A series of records
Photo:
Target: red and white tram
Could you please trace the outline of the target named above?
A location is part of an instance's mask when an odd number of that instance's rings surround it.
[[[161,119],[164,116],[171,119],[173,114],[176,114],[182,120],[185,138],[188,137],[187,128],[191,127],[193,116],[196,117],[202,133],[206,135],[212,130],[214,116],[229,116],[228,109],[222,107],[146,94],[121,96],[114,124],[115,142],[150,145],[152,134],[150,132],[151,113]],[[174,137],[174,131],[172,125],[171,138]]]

- **WRITTEN REQUEST**
Reproduce the records above word for word, with every line kept as it stands.

- **COMPLETE RESPONSE**
Photo:
Target: red and white tram
Could you please trace the outline of the target named above?
A location is part of an instance's mask when an odd number of that instance's rings surround it.
[[[161,119],[164,116],[171,119],[173,114],[176,114],[182,120],[185,138],[188,137],[187,128],[191,127],[193,116],[196,117],[202,133],[206,135],[212,130],[214,116],[229,116],[228,109],[222,107],[146,94],[121,96],[114,124],[115,142],[150,145],[152,134],[150,132],[151,113]],[[174,137],[174,131],[172,125],[171,138]]]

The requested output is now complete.